* SUPPLIED TEXT *
Regarding China, the bloc has a long pipeline of trade investigations in the works as it seeks to combat the industrial overspill from the world’s second-largest economy. It will add more Chinese state-owned companies to its next package of sanctions aimed at hurting Russia. But on all these fronts, the going is slow.

Mario Draghi, the former European Central Bank chief, said in a recent speech: “Too often, excuses are made for this slowness. We say it is simply how the EU is built. That a complex process with many actors must be respected. Sometimes inertia is even presented as respect for the rule of law. I think that is complacency.”

At an event in Dublin this month, the bloc’s director of economic security, Peter Sandler, raised eyebrows when he said “economic security is not a concept which has been defined in any detail yet by the European Commission” – even though his organisation proposed an economic security strategy more than two years ago.

* EXTRACTED RECORDS *
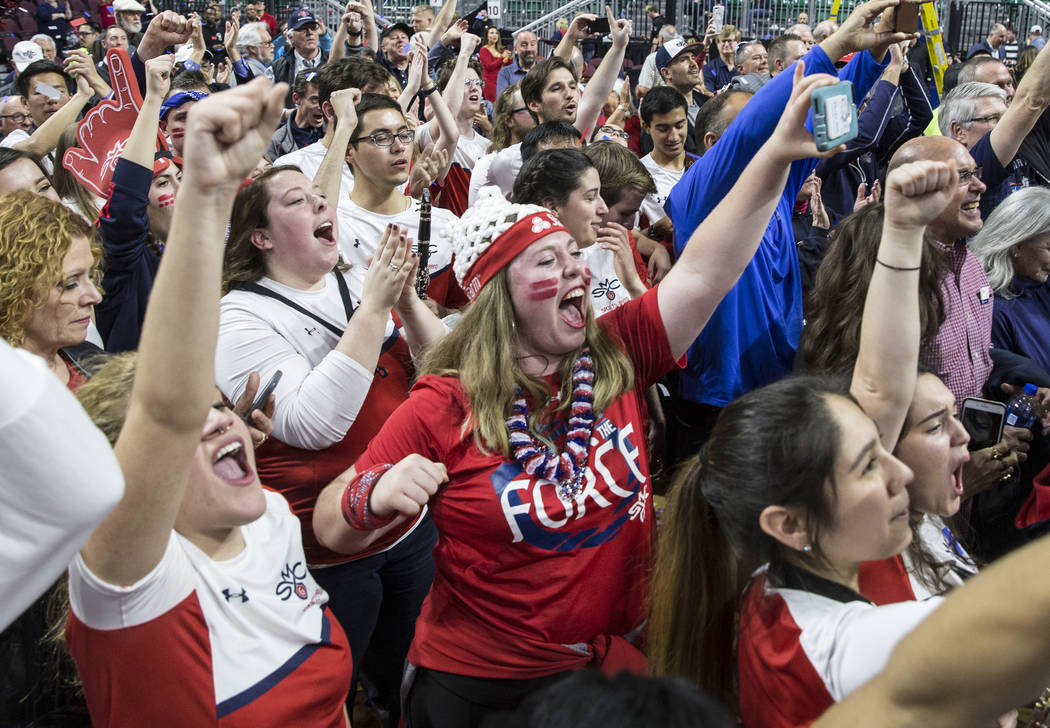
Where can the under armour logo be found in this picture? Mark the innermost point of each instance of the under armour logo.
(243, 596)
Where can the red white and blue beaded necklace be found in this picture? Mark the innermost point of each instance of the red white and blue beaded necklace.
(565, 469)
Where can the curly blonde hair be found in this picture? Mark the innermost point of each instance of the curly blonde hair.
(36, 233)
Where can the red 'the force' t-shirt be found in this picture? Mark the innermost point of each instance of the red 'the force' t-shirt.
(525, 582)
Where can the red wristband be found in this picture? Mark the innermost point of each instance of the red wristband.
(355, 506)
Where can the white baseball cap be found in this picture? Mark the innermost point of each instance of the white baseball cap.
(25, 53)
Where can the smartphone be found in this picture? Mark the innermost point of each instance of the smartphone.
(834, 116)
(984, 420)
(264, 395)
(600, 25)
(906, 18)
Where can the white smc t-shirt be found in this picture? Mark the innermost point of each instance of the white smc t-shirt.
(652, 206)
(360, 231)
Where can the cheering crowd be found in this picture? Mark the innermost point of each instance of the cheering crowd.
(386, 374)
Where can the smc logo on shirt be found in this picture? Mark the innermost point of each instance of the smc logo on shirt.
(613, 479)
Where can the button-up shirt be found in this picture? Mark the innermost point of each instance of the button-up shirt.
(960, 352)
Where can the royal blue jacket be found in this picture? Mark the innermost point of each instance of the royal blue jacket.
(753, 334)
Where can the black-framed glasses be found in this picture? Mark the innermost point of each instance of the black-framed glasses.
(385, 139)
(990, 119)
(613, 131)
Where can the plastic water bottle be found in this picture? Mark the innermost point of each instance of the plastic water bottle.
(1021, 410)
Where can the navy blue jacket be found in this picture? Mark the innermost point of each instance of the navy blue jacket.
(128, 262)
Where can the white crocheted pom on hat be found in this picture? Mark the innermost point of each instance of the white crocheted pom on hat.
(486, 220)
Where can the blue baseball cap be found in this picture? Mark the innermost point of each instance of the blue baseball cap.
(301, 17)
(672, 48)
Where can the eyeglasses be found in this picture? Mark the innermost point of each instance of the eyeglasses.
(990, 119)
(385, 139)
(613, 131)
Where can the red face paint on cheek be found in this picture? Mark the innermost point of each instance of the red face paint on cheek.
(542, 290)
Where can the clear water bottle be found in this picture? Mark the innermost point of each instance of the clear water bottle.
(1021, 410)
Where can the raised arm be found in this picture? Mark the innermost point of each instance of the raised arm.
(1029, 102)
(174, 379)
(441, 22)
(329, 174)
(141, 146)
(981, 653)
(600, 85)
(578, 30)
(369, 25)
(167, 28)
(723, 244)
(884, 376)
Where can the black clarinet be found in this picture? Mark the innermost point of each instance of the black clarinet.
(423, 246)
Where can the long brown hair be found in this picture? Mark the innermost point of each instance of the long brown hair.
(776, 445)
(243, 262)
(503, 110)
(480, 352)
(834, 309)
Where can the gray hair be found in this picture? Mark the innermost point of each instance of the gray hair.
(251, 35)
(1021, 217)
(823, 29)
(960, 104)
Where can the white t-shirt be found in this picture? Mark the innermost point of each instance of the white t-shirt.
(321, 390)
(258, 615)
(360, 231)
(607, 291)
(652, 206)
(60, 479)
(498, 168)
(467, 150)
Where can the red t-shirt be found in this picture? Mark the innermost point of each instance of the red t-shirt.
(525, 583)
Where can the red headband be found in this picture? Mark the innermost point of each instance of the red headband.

* INSTRUCTION 1 *
Using only the passage on EU economic security, decide whether each statement agrees with it: (a) The bloc will add more Chinese state-owned companies to its next sanctions package aimed at Russia. (b) Mario Draghi described the EU's inertia as respect for the rule of law. (c) Peter Sandler made his remarks at an event in Brussels. Answer yes or no for each, and quote the deciding words from the passage.
* INSTRUCTION 2 *
According to the passage on EU economic security, what post does Peter Sandler hold?
* INSTRUCTION 3 *
Extend the passage on EU economic security, picking up after its final sentence.

* RESULT 1 *
(a) Yes: "It will add more Chinese state-owned companies to its next package of sanctions aimed at hurting Russia."
(b) No: "Sometimes inertia is even presented as respect for the rule of law. I think that is complacency."
(c) No: "At an event in Dublin this month"

* RESULT 2 *
He is the bloc's director of economic security.

* RESULT 3 *
Many are sceptical that Europe’s talk of “economic security” can translate into action, but there are early signs that this may be changing.

On Sunday, it emerged that the Dutch government had moved swiftly to take control of Nexperia, a Chinese-owned semiconductor maker in the Netherlands, under the obscure Cold War-era Goods Availability Act.

The Hague said it had to act to ensure the car industry had access to semiconductors, sparking rumours that Chinese owner Wingtech could move the manufacturing base to China.

Some fear that without this kind of warp speed, Europe will deindustrialise and, like Liu’s Trisolarians, be condemned to instability.

“When I look at Europe, I see a solar industry which has disappeared, a steel industry under acute pressure, and new industries coming under pressure every year,” said Noah Barkin, an EU-China analyst at Rhodium Group, who named the “chemicals industry, machine tools ... and the car industry” as vulnerable sectors.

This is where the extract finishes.